> _THE PROBLEM_: Write out each line beneath this one exactly as it reads.

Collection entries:
■ ■ ■

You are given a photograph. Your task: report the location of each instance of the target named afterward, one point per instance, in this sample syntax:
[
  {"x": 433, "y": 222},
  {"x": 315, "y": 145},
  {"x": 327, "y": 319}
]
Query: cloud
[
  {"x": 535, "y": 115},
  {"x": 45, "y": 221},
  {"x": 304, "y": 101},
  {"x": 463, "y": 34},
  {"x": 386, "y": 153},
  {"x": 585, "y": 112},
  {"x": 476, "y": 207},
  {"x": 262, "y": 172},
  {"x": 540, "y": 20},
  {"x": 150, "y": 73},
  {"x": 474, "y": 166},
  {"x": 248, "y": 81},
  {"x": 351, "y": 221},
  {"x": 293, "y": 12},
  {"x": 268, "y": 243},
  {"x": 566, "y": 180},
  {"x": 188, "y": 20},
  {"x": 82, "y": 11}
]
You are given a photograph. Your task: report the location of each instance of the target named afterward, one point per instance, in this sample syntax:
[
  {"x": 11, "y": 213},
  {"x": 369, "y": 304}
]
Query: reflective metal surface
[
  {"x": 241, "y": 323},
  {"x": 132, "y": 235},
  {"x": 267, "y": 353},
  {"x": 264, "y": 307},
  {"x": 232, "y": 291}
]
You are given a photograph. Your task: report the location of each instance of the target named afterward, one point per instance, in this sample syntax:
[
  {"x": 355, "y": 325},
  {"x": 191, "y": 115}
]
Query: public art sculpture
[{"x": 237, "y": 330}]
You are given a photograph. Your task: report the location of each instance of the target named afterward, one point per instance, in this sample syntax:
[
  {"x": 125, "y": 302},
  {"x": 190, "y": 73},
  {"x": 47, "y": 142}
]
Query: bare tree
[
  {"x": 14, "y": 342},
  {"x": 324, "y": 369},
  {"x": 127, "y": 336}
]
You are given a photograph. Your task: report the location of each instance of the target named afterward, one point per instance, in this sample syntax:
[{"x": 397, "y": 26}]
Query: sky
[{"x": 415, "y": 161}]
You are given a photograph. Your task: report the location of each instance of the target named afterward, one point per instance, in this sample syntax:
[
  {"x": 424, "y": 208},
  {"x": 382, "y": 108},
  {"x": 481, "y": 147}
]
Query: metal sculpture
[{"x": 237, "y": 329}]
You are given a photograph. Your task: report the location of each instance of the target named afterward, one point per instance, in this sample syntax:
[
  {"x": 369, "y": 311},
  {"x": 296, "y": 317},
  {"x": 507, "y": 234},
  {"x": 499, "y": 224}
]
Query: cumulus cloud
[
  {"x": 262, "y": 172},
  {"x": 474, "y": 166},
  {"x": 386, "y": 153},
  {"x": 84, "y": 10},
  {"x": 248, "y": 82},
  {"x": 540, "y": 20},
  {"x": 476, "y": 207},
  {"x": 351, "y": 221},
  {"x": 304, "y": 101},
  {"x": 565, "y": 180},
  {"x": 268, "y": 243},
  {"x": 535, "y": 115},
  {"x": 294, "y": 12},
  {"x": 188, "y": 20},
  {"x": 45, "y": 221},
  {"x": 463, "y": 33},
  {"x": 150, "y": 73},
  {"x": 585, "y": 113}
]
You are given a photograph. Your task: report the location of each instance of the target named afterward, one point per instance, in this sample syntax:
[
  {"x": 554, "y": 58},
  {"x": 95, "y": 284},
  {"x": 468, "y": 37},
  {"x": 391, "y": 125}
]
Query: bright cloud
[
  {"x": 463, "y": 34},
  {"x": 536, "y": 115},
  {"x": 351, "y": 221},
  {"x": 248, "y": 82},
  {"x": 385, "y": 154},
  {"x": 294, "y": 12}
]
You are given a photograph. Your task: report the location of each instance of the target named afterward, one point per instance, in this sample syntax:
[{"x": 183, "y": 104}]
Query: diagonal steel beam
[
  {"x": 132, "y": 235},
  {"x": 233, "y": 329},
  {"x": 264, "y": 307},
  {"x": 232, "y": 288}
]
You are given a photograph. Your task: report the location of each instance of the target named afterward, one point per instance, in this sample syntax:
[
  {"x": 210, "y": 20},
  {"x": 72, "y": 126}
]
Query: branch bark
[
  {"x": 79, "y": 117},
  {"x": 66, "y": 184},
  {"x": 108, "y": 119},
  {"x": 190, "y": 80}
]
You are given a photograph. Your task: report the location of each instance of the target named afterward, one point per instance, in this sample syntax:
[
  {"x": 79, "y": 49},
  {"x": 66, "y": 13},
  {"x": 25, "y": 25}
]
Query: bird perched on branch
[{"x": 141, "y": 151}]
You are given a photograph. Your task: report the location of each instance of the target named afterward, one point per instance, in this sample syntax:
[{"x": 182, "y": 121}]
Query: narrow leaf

■ ■ ■

> _RIGHT ANSWER_:
You are given a photograph. Your task: report the location of each instance of the target named afterward, one point per instance, in this sample syntax:
[
  {"x": 433, "y": 222},
  {"x": 315, "y": 145},
  {"x": 327, "y": 319}
]
Query: cloud
[
  {"x": 535, "y": 115},
  {"x": 45, "y": 221},
  {"x": 304, "y": 101},
  {"x": 463, "y": 34},
  {"x": 386, "y": 153},
  {"x": 585, "y": 112},
  {"x": 476, "y": 207},
  {"x": 262, "y": 172},
  {"x": 540, "y": 20},
  {"x": 150, "y": 73},
  {"x": 474, "y": 166},
  {"x": 248, "y": 81},
  {"x": 351, "y": 221},
  {"x": 293, "y": 12},
  {"x": 268, "y": 243},
  {"x": 566, "y": 180},
  {"x": 188, "y": 20},
  {"x": 82, "y": 11}
]
You are given a photograph. Your task: report the location of each instance of the target named afterward, one point per instance, in this sample syntax:
[
  {"x": 11, "y": 213},
  {"x": 369, "y": 304}
]
Query: reflective metal surface
[
  {"x": 241, "y": 323},
  {"x": 132, "y": 235},
  {"x": 267, "y": 353},
  {"x": 264, "y": 307},
  {"x": 232, "y": 291}
]
You are given a photograph. Your task: report the location of each instance of the target named afterward, one point per instance, in this sample syntax:
[
  {"x": 355, "y": 325},
  {"x": 191, "y": 115}
]
Query: public art sculpture
[{"x": 237, "y": 330}]
You are given a photograph. Your task: report the location of each instance of the target named afterward, one point per instance, in this sample syntax:
[
  {"x": 125, "y": 302},
  {"x": 190, "y": 73},
  {"x": 47, "y": 142}
]
Query: bare tree
[
  {"x": 14, "y": 342},
  {"x": 324, "y": 369},
  {"x": 127, "y": 336}
]
You are given a photograph. Your task: report the location of each instance of the target named afterward, one point per instance, in this sample syntax:
[{"x": 397, "y": 26}]
Query: sky
[{"x": 415, "y": 161}]
You are given a photograph. Your task: report the location of each instance of the target named afterward, one point per instance, in this sample syntax:
[
  {"x": 424, "y": 208},
  {"x": 382, "y": 108},
  {"x": 481, "y": 147}
]
Query: metal sculpture
[{"x": 237, "y": 329}]
You are given a photograph. Your task: report the location of each instance of the target named afterward, one point per instance, in this sample syntax:
[
  {"x": 369, "y": 311},
  {"x": 296, "y": 317},
  {"x": 507, "y": 234},
  {"x": 499, "y": 224}
]
Query: cumulus cloud
[
  {"x": 262, "y": 172},
  {"x": 474, "y": 166},
  {"x": 386, "y": 153},
  {"x": 84, "y": 10},
  {"x": 248, "y": 82},
  {"x": 540, "y": 20},
  {"x": 476, "y": 207},
  {"x": 351, "y": 221},
  {"x": 304, "y": 101},
  {"x": 565, "y": 180},
  {"x": 268, "y": 243},
  {"x": 535, "y": 115},
  {"x": 294, "y": 12},
  {"x": 188, "y": 20},
  {"x": 45, "y": 221},
  {"x": 463, "y": 33},
  {"x": 150, "y": 73},
  {"x": 585, "y": 113}
]
You are given a photograph. Your task: report the location of each instance of the target named afterward, one point per instance, in this sample syntax:
[
  {"x": 554, "y": 58},
  {"x": 95, "y": 284},
  {"x": 468, "y": 37},
  {"x": 391, "y": 125}
]
Query: bright cloud
[
  {"x": 463, "y": 34},
  {"x": 536, "y": 115},
  {"x": 351, "y": 221},
  {"x": 248, "y": 82},
  {"x": 385, "y": 154},
  {"x": 294, "y": 12}
]
You are given a photograph. Your task: report the location of each instance of the target named afterward, one point per instance, in this sample syntax:
[{"x": 183, "y": 104}]
Query: diagonal steel beam
[
  {"x": 132, "y": 235},
  {"x": 233, "y": 329},
  {"x": 264, "y": 307},
  {"x": 232, "y": 288}
]
You are given a photograph. Your task: report the location of each instance of the target named afterward, one point per instance, in this sample syntax:
[
  {"x": 210, "y": 20},
  {"x": 72, "y": 126}
]
Query: branch bark
[
  {"x": 79, "y": 117},
  {"x": 66, "y": 184},
  {"x": 108, "y": 119},
  {"x": 190, "y": 80}
]
You are given a photograph. Your task: report the location of each instance of the target named afterward, one point per instance, in this sample syntax:
[
  {"x": 79, "y": 49},
  {"x": 66, "y": 13},
  {"x": 25, "y": 25}
]
Query: bird perched on branch
[{"x": 141, "y": 151}]
You are given a photograph. Your task: report the location of each instance of the target named afterward, one point per instance, in this sample syntax:
[{"x": 182, "y": 121}]
Query: narrow leaf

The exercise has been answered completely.